▶ [ASSIGNMENT]:
Reproduce the records below exactly, but only between the lines holding "Target: tall tree" and "written as (232,305).", inclusive.
PROVIDED INFORMATION Start Marker
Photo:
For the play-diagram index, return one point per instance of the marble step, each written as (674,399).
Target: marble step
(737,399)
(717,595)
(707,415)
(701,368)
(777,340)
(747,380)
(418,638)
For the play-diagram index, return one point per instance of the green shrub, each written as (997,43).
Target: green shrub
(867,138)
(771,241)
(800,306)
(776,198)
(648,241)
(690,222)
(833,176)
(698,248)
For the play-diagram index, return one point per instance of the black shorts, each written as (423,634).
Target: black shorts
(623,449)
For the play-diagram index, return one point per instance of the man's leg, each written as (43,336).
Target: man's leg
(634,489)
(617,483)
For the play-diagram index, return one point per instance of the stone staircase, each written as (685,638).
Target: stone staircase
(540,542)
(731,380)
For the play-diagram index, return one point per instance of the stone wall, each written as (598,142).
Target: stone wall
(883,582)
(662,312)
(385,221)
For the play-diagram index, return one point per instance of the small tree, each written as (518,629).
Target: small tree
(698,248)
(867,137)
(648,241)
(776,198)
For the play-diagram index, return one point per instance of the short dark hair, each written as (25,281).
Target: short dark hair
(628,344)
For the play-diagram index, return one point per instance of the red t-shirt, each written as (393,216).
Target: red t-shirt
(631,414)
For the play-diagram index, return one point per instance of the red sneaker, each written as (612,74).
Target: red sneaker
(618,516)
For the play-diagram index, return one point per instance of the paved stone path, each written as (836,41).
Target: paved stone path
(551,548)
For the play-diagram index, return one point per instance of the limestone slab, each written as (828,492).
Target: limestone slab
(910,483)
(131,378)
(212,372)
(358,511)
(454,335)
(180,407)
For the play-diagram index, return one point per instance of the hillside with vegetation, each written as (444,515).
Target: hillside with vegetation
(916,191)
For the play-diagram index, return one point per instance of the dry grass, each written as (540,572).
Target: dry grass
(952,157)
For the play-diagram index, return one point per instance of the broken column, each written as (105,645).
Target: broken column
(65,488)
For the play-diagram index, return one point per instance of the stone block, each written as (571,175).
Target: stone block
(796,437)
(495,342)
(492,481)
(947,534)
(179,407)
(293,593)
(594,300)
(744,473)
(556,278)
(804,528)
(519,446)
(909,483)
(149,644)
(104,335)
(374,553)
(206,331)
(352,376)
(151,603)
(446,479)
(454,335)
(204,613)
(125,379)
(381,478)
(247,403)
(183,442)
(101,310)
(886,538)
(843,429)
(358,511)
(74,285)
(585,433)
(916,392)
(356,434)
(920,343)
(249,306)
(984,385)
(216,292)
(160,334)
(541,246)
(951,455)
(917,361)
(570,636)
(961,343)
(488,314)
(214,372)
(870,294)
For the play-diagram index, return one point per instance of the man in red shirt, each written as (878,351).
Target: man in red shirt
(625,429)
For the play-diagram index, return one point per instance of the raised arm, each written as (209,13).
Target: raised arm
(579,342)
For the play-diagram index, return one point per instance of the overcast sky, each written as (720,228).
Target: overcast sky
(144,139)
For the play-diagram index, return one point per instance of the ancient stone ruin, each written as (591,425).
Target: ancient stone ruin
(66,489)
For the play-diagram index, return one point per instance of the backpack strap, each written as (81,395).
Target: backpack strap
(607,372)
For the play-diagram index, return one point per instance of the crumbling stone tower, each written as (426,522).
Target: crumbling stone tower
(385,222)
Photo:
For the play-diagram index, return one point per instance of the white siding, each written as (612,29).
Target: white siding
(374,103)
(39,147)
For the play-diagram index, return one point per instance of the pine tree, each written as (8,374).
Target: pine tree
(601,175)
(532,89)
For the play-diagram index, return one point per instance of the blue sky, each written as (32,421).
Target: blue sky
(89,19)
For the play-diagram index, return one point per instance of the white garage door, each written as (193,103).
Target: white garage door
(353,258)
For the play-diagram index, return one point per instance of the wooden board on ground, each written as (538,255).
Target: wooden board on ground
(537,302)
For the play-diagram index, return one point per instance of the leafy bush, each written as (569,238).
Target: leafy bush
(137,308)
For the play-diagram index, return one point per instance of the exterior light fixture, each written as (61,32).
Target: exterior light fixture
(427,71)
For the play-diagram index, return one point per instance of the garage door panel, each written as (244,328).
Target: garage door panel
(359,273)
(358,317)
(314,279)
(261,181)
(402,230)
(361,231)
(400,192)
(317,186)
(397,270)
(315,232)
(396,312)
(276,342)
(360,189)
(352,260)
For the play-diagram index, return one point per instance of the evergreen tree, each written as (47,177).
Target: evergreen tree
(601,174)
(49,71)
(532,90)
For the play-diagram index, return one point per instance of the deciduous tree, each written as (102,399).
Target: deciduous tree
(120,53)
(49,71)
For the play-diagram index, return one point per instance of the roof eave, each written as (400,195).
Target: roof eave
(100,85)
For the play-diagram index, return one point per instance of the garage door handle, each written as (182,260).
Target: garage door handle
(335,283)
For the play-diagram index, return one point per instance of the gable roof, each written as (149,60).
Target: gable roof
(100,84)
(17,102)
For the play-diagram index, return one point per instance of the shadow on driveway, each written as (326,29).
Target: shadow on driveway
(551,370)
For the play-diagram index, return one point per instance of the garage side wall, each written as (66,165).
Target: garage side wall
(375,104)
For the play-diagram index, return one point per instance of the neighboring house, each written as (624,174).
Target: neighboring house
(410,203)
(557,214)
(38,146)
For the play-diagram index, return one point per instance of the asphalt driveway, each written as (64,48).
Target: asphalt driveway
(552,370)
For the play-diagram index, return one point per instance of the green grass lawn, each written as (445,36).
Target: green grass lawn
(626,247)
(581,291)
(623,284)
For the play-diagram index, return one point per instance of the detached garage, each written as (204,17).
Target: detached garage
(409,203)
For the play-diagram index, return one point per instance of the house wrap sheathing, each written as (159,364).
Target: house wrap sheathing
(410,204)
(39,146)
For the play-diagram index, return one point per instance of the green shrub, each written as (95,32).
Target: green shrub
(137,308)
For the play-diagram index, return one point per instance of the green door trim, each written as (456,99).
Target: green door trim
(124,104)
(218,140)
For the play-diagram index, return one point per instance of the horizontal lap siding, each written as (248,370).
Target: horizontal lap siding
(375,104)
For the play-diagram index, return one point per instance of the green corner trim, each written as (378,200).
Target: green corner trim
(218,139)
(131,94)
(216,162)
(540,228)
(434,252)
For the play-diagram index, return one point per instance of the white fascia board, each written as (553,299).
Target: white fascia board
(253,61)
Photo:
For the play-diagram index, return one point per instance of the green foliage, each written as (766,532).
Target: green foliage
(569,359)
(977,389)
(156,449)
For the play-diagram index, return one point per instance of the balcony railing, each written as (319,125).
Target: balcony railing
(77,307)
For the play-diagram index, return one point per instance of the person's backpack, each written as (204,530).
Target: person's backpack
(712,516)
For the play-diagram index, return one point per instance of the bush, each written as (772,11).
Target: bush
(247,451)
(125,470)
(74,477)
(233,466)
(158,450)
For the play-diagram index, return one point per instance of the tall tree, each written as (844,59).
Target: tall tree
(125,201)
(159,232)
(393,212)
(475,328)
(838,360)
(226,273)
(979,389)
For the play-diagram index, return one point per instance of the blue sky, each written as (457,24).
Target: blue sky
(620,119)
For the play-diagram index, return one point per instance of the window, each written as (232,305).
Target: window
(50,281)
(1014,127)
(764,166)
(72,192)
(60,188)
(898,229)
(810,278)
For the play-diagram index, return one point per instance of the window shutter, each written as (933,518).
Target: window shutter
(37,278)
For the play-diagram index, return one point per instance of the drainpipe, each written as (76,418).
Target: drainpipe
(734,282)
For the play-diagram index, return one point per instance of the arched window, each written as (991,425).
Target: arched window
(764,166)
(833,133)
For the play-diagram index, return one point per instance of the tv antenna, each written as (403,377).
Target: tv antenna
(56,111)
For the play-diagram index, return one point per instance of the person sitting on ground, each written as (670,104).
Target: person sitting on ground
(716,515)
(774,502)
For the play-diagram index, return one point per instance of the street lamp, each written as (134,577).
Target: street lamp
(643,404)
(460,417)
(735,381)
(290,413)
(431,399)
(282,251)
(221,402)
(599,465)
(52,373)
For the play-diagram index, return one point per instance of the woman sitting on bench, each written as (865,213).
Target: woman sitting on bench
PROVIDED INFORMATION End Marker
▶ [WRITTEN ANSWER]:
Target: tall tree
(125,201)
(159,232)
(393,212)
(475,328)
(838,360)
(226,273)
(979,389)
For the play-diagram index, return one point per instance of the blue sky, each written as (457,24).
Target: blue sky
(620,119)
For the play-diagram index, return one point per instance of the window, each written as (232,305).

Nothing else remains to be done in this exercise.